Par ce moyen, d'ailleurs, on amuse le peuple, on l'empêche de réfléchir sur sa situation, et d'apercevoir les pièges qu'on lui tend.

De la débauche.

Un autre moyen de soumettre le peuple, c'est de le faire vivre dans l'oisiveté, et de ne point contrôler ses goûts. Alors, sans sollicitude pour la liberté, il ne prend plus de part aux affaires publiques, il ne songe qu'à ses besoins et à ses plaisirs. Une fois affectionné à l'argent, faut-il pour s'en procurer renoncer à ses droits ? il présente sa tête au joug, et attend tranquillement son salaire. Si d'ailleurs les princes prennent soin de le fêter, il va même jusqu'à bénir ses tyrans.

Pour faire des Perses de bons esclaves, Cyrus les entretenait dans l'abondance, l'oisiveté, la mollesse ; et ces lâches l'appellaient leur père.

Les empereurs Romains usaient de cette politique ; ils donnaient au peuple des festins, des spectacles ; et alors on entendait la multitude s'épuiser en éloges sur la bonté de ses maîtres.

Le gouvernement de Venise à grand soin de maintenir le peuple dans l'abondance, de lui donner de fréquents spectacles, et de le faire vivre dans la débauche en protégeant publiquement les courtisanes. Loin de contrôler les goûts des citadins, il ouvre la porte aux divertissements, aux jeux, aux plaisirs, et il les détourne par-là de l'envie de s'occuper des affaires d'Etat. Il n'y à pas jusqu'aux religieux auxquels il ne permette une vie débordée, et dont il ne favorise les dérèglements ; de manière que tous les libertins vantent la douceur du gouvernement de la seigneurerie.

Enfin, c'est une observation constante, qu'en tout pays les débauches, les femmes entretenues, les valets, les chevaliers d'industrie, les faiseurs de projets, les joueurs, les escrocs, les espions, les chenappants sont pour le prince, ils attendent un sort de la cour, des dilapidateurs publics, des concessionnaires, des dissipateurs, et ils sont toujours prêts à devenir les suppôts du despotisme.

Ainsi cette vie licencieuse, que le peuple appelle sa liberté, est l'une des principales sources de sa servitude.

Fausse idée de la liberté.

Entrées fournies:
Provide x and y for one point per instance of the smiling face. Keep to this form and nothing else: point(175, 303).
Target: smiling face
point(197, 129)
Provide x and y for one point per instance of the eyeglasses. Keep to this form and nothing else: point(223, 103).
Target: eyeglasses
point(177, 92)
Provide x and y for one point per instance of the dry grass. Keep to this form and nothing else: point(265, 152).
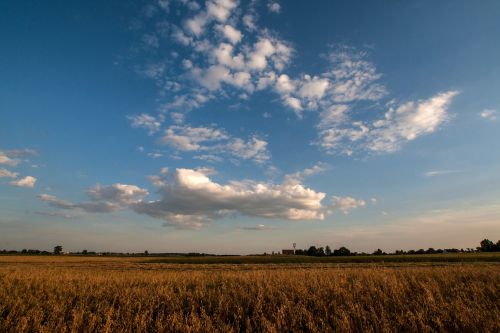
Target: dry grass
point(123, 295)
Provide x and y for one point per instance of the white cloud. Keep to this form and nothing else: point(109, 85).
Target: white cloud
point(215, 142)
point(433, 173)
point(191, 138)
point(409, 121)
point(231, 33)
point(28, 181)
point(299, 176)
point(353, 78)
point(103, 199)
point(4, 173)
point(403, 123)
point(55, 202)
point(333, 115)
point(293, 102)
point(260, 227)
point(345, 204)
point(218, 10)
point(190, 199)
point(4, 159)
point(249, 22)
point(146, 121)
point(488, 114)
point(313, 88)
point(254, 149)
point(274, 7)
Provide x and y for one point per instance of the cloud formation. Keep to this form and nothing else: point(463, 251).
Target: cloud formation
point(345, 204)
point(401, 123)
point(189, 198)
point(4, 173)
point(488, 114)
point(28, 181)
point(215, 143)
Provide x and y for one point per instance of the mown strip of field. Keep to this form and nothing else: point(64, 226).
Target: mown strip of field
point(241, 260)
point(50, 298)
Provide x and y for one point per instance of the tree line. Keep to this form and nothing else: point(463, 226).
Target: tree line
point(486, 245)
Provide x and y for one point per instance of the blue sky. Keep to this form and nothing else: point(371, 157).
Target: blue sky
point(245, 126)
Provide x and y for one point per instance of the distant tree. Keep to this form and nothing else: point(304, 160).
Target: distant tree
point(487, 246)
point(312, 251)
point(57, 249)
point(300, 252)
point(430, 251)
point(342, 251)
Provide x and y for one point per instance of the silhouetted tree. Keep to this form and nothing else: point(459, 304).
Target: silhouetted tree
point(342, 251)
point(57, 249)
point(312, 251)
point(487, 246)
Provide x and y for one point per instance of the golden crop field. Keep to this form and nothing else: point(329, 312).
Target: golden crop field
point(71, 294)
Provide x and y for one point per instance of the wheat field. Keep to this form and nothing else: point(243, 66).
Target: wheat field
point(47, 294)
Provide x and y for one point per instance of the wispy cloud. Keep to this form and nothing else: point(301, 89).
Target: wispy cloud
point(260, 227)
point(28, 181)
point(488, 114)
point(434, 173)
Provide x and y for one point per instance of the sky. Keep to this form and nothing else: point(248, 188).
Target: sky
point(242, 127)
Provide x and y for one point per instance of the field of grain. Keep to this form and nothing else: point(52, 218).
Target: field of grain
point(57, 294)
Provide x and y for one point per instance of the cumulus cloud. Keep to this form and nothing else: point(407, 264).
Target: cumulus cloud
point(274, 7)
point(145, 121)
point(4, 173)
point(402, 123)
point(188, 138)
point(190, 199)
point(231, 33)
point(103, 199)
point(28, 181)
point(488, 114)
point(260, 227)
point(345, 204)
point(434, 173)
point(6, 160)
point(254, 149)
point(299, 176)
point(215, 142)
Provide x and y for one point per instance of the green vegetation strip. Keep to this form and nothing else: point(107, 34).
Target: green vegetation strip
point(235, 260)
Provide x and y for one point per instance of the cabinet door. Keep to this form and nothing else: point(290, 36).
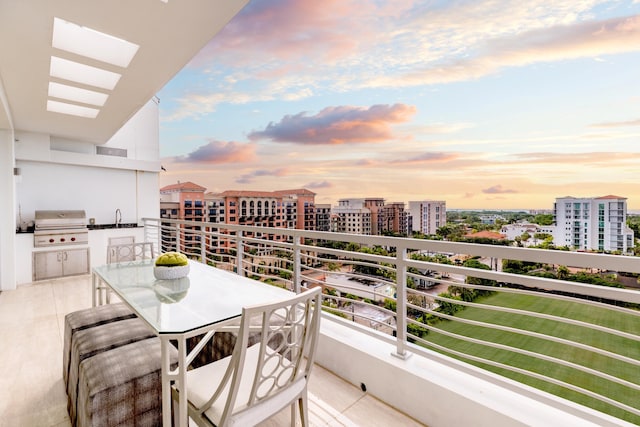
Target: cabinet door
point(47, 265)
point(75, 261)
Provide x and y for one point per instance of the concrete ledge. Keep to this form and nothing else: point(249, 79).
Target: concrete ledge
point(441, 392)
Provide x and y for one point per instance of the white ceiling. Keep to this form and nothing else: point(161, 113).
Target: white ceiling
point(169, 35)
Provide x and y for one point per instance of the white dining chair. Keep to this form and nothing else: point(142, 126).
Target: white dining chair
point(256, 382)
point(130, 252)
point(123, 252)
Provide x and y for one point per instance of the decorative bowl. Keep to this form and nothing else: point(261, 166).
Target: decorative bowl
point(168, 273)
point(171, 291)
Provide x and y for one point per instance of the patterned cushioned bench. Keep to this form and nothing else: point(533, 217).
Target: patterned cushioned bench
point(89, 342)
point(88, 318)
point(122, 386)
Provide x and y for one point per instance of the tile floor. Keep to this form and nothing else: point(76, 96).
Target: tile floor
point(32, 393)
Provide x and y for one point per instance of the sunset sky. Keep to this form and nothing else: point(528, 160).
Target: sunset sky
point(483, 104)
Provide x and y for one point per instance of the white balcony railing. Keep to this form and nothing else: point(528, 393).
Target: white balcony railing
point(576, 340)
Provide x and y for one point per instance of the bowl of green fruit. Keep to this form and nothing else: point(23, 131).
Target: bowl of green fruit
point(171, 265)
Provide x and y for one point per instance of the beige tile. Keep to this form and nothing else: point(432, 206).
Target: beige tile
point(32, 323)
point(333, 390)
point(378, 414)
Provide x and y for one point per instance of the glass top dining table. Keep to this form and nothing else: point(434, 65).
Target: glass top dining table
point(206, 296)
point(204, 301)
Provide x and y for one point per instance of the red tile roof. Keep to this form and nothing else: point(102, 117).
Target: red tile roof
point(610, 196)
point(183, 186)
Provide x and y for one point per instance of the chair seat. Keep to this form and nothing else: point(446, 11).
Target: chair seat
point(89, 318)
point(122, 387)
point(88, 343)
point(200, 387)
point(258, 381)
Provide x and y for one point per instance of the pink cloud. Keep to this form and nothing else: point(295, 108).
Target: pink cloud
point(220, 152)
point(250, 177)
point(560, 42)
point(338, 125)
point(497, 189)
point(287, 29)
point(430, 157)
point(617, 124)
point(591, 158)
point(318, 185)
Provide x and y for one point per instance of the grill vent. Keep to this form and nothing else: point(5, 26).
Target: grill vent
point(110, 151)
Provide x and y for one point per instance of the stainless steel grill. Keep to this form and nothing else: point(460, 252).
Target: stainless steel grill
point(61, 227)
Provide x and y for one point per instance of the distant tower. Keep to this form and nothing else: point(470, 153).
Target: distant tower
point(427, 216)
point(597, 223)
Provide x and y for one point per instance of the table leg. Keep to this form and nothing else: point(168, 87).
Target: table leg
point(94, 286)
point(179, 377)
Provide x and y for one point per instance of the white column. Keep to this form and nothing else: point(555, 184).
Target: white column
point(7, 211)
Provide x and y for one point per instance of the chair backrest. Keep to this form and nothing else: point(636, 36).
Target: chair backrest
point(285, 354)
point(130, 252)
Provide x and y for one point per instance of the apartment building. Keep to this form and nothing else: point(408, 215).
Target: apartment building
point(323, 217)
point(352, 216)
point(594, 223)
point(393, 218)
point(375, 205)
point(184, 200)
point(427, 216)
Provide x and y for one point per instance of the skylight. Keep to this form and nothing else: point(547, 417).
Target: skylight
point(92, 44)
point(74, 110)
point(81, 73)
point(72, 93)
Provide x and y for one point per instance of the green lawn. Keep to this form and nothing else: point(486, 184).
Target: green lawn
point(583, 312)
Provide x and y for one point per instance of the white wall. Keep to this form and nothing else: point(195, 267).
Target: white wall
point(7, 212)
point(442, 392)
point(58, 173)
point(98, 191)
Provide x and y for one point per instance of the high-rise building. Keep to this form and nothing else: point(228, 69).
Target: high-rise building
point(323, 217)
point(352, 216)
point(375, 204)
point(597, 223)
point(393, 218)
point(185, 201)
point(427, 216)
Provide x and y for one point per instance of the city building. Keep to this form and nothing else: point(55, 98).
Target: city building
point(427, 216)
point(184, 200)
point(109, 164)
point(323, 217)
point(520, 229)
point(352, 216)
point(375, 205)
point(593, 223)
point(393, 219)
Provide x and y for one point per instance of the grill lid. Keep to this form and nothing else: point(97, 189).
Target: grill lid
point(47, 220)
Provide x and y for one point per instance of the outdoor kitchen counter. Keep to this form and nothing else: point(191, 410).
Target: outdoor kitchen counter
point(98, 242)
point(110, 226)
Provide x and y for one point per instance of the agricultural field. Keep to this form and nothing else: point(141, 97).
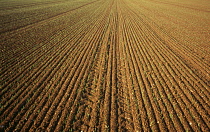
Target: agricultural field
point(104, 65)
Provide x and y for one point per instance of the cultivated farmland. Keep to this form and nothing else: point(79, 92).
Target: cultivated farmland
point(104, 65)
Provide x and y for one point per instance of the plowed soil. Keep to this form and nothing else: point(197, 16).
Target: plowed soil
point(105, 65)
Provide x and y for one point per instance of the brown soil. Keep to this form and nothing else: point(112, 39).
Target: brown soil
point(105, 65)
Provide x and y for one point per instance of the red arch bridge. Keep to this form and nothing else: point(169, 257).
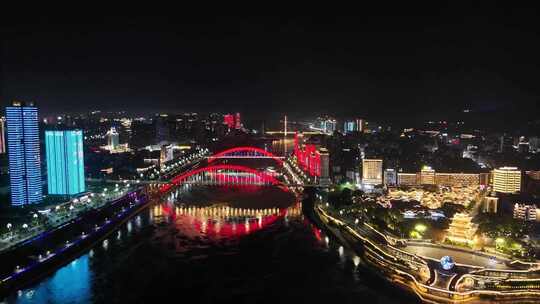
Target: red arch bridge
point(223, 175)
point(245, 152)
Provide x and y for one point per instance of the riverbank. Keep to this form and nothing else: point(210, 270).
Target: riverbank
point(418, 276)
point(55, 248)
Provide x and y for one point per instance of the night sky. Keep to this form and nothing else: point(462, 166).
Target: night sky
point(422, 64)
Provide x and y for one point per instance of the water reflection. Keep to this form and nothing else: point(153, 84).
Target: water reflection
point(70, 284)
point(208, 242)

Exercice A: Traduisez en anglais cette phrase du passage présenté : « Ainsi cette vie licencieuse, que le peuple appelle sa liberté, est l'une des principales sources de sa servitude. »
Exercice B: D'après le passage présenté, que donnaient les empereurs romains au peuple ?
Exercice C: Prolongez le texte sur l'asservissement du peuple en reprenant après sa dernière ligne.

Réponse rédigée A: Thus this licentious life, which the people call their freedom, is one of the main sources of their servitude.

Réponse rédigée B: Ils lui donnaient des festins et des spectacles.

Réponse rédigée C:
Tandis que les jeux, les fêtes, les spectacles, les amusements de toute espèce fixent les esprits, on oublie la patrie ; peu à peu on perd de vue la liberté ; déjà on n'en n'a plus d'idée, et on s'en forme enfin de fausses notions.

Pour les citoyens toujours occupés de leur travail, de leur trafic, de leur ambition, de leurs plaisirs elle n'est bientôt plus que le moyen d'acquérir sans empêchement, de posséder en sûreté et de se divertir sans obstacles.

Jusqu'ici le cabinet n'a encore travaillé qu'à endormir les peuples, à les plonger dans la sécurité, à les avilir et à les corrompre ; c'est-à-dire à les façonner au joug qu'ils porteront un jour. Mais déjà il s'occupe à leur forger des chaînes.

Se faire des créatures.

Dans tout gouvernement où le prince dispose des bénéfices, des charges, des dignités, il s'en fait bien toujours des amis ; cependant il ne les accorde d'abord qu'au mérite ; mais une fois parvenu à avilir et à corrompre ses sujets, il travaille à s'en faire des créatures.

Maîtres des petits, les grands le sont en quelque sorte de l'Etat, et c'est avec eux qu'il commence à partager l'autorité : il séduit celui-ci par l'appas d'un emploi, celui-là par l'éclat d'un ruban ; et bientôt les têtes viennent d'elles-mêmes se présenter au joug.

Indépendamment de la multitude de fonctionnaires qui occupent les différentes places de l'Etat, il tient par l'espoir ces nobles fainéants, ces petits ambitieux, qui courent sans cesse après la faveur et les dignités.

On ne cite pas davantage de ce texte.